DOCUMENT SECTION
Each REMSD kitten is quasi-yoked to a TXC kitten in a separate chamber. The TXC animal receives the same number and intensity of shakes (spaced 3–4 s apart) experienced by the experimental kitten in a given half-hour. The “control” shakes, however, are delivered only within the last 5 min of the half-hour. In our earlier REMSD protocol, which utilized a fully yoked-control design, REMS in the shaker-control animals was found to be reduced to 62% of baseline values (Shaffery et al., 1990). In contrast, the quasi-yoked protocol used in this study permitted REMS and SWS times in the shaker-control animals to remain at baseline percentages.

Seyle’s Stress Indicators

At sacrifice (PN49–50), body weight was obtained. Spleen, thymus, and adrenal glands were removed and stored in formalin fixative until weighed to furnish an index of stress. Single factor ANOVA (p < 0.05) determined group differences in final body weight and in the weights of the individual organs across the groups (Selye, 1936, 1950).

Sleep Stage Analysis

Digitized ECoG and EMG recordings were visually scored in 15 s epochs (by standard criteria, adapted for kittens in this laboratory from published criteria for adults (Ursin and Sterman, 1981)) as either Wake, REMS, or SWS (non-REMS). Time in each state was tabulated for every hour of every study day. Statistical analyses of sleep and wake state amounts were performed on four, 24-h periods: baseline day (PN40), and first (PN42), middle (PN44–45), and final (PN48) days of the sleep-perturbation period.

Data excerpts:
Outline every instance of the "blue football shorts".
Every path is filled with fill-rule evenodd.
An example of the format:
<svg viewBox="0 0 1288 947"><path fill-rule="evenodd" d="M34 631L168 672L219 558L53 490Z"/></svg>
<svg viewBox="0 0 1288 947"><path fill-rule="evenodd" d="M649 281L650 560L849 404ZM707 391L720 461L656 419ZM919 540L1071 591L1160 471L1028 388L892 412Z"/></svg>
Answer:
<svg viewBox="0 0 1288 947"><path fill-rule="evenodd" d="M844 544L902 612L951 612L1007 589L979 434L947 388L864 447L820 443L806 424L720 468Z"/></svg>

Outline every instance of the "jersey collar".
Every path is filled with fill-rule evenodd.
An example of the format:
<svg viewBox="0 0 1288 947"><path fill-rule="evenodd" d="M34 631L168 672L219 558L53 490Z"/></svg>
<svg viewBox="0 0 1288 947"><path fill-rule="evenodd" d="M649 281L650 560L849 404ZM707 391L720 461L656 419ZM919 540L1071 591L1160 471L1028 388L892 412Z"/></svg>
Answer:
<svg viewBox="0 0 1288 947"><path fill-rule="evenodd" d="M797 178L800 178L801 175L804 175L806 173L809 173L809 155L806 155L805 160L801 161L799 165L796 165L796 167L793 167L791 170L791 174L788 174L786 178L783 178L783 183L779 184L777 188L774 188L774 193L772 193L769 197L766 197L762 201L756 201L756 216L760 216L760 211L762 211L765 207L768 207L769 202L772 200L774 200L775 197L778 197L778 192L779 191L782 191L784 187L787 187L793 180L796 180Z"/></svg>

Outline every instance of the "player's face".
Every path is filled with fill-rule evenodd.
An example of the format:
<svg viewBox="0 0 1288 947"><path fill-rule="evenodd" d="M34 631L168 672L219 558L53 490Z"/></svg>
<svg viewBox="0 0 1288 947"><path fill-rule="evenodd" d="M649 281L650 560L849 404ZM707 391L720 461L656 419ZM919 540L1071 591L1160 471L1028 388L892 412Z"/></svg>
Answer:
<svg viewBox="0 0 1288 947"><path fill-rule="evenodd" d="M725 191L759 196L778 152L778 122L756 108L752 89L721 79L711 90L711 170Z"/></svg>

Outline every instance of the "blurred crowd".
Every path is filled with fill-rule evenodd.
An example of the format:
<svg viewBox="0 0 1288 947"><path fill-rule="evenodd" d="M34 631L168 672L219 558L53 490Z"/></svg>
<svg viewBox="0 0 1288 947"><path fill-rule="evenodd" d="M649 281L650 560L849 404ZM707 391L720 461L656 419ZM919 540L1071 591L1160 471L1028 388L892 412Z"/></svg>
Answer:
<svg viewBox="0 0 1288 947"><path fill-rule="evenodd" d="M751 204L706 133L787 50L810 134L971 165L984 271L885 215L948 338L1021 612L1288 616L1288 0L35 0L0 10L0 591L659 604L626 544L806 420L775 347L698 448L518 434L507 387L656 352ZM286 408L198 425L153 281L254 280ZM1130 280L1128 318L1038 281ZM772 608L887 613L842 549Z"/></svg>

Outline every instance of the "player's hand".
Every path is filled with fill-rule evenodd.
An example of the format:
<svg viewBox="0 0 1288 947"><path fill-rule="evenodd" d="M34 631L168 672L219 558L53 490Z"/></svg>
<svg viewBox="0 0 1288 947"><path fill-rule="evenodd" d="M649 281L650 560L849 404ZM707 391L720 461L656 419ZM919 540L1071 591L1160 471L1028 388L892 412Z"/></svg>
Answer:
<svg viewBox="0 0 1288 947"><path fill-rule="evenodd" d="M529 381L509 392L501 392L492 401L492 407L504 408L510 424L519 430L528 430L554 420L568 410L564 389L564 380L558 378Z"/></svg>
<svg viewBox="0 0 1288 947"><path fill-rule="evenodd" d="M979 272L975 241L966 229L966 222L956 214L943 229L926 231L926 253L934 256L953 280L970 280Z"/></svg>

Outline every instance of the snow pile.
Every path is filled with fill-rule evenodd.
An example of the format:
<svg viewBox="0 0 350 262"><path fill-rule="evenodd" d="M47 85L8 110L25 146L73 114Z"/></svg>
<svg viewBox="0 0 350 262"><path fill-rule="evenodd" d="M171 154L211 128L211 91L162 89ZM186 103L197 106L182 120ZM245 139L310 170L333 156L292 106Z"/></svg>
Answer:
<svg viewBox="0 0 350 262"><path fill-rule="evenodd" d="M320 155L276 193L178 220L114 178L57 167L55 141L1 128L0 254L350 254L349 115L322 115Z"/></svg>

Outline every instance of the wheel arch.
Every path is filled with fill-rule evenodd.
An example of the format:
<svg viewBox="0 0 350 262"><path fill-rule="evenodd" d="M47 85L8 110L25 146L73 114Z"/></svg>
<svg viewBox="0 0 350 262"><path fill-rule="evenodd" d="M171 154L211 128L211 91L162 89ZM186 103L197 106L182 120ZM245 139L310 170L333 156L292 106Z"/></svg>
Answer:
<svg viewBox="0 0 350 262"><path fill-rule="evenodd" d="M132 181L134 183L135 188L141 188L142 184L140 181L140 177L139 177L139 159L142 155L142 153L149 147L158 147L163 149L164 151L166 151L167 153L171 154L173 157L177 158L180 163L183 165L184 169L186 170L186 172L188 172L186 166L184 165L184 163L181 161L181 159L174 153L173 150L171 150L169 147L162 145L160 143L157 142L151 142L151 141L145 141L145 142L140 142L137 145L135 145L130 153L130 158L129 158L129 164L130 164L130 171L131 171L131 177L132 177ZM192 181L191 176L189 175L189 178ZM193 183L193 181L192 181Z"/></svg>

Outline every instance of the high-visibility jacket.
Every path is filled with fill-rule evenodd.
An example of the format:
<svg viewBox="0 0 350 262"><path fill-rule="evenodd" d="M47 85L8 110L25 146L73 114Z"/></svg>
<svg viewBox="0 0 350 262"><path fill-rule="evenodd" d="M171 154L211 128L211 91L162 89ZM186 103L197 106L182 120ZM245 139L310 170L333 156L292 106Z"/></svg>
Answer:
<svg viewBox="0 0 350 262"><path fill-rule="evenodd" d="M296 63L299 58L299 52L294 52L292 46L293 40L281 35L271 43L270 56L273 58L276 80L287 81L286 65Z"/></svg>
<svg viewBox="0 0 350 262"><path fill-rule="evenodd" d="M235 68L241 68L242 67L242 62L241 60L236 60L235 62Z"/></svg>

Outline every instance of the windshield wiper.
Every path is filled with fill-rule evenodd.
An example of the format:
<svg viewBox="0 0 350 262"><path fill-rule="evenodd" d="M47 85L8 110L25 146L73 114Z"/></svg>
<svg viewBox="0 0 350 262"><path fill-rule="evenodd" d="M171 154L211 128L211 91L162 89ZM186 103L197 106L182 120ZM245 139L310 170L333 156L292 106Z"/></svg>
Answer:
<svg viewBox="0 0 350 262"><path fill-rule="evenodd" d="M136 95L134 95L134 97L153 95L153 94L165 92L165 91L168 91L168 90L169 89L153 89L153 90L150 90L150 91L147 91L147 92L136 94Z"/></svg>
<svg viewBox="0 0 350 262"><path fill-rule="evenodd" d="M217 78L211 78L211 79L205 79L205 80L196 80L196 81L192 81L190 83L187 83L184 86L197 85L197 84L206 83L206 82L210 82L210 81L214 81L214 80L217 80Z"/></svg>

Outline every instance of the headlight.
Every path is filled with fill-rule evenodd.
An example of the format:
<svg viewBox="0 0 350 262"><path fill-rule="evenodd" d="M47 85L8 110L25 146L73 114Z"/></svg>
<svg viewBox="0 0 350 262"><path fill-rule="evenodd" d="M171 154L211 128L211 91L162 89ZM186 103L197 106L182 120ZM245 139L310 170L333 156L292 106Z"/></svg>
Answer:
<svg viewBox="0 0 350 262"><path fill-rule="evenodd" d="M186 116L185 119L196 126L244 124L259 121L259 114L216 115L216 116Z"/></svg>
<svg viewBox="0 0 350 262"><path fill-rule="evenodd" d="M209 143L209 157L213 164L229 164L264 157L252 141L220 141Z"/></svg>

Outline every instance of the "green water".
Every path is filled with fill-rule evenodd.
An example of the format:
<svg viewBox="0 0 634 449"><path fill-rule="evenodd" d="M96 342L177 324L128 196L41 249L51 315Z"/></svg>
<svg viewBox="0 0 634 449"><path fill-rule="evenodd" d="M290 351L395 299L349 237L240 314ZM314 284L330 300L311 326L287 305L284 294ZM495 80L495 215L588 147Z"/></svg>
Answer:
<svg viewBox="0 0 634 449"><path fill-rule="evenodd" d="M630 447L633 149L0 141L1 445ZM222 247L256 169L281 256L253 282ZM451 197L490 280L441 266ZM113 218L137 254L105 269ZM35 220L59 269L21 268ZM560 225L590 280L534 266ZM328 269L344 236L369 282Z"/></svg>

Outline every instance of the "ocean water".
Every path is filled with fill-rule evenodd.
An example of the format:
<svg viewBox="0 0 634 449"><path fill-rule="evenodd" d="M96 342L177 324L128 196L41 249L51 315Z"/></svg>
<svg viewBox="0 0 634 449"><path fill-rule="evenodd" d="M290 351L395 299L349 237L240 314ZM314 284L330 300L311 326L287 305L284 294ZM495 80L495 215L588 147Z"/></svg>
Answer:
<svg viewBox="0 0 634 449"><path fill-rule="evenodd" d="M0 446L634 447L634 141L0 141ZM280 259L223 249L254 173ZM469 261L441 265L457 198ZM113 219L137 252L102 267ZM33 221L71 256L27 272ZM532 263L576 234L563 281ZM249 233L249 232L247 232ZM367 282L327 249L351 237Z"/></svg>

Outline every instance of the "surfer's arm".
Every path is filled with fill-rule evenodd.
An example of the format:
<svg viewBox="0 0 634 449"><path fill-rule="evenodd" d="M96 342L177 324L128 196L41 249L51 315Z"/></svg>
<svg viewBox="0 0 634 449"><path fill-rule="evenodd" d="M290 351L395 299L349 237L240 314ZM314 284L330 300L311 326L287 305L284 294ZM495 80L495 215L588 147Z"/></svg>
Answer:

WORK TO COMPLETE
- 1) In the methods text on REM sleep deprivation in kittens, which organs were removed at sacrifice to serve as an index of stress?
- 2) Continue the methods text on REM sleep deprivation in kittens from its last sentence.

EXERCISE RESULTS
- 1) The spleen, thymus, and adrenal glands.

- 2)
Power Spectral Analysis

Power spectral analysis was carried out on 10, targeted, 15-s epochs of digitized SWS ECoG data from all recorded kittens on each of the analyzed days (c.f. Joho et al., 1999). Five, 15-s epochs of SWS were taken on days P41, P45, and P48 from the second hour of sleep-recording after both morning and evening “wake–breaks.” Each set was constituted from the first, five, artifact-free, 15-sec epochs encountered that consisted solely of SWS. Epochs immediately preceded or followed by an epoch exhibiting a state-change were omitted from the analyses. A subset of 30, non-overlapping, 4 s periods, drawn equally from morning and afternoon tracings, was selected from each day’s 10 epochs of uncontaminated SWS. These 4 s periods were subjected to a Fast Fourier Transform (FFT) algorithm (Microcal Origin 6.1; Hamming window) to generate their power spectra at 0.25 Hz resolution. For each animal, a measure of SWS slow wave activity (SWA) was calculated as the mean absolute power density (in μV²/Hz) in the delta frequency band (0.7–4.4 Hz) from the mean of power densities in all 0.25 Hz bins divided by 4 to express power as μV²/Hz.

Immunohistochemistry

After perfusion, brains were rapidly removed, blocked, cryoprotected in 30% sucrose in phosphate buffered saline (PBS), frozen in powdered dry ice, and stored at −80°C until processing. Brains were serially sectioned on a cryostat microtome into 60 μm coronal slices through the entire brainstem.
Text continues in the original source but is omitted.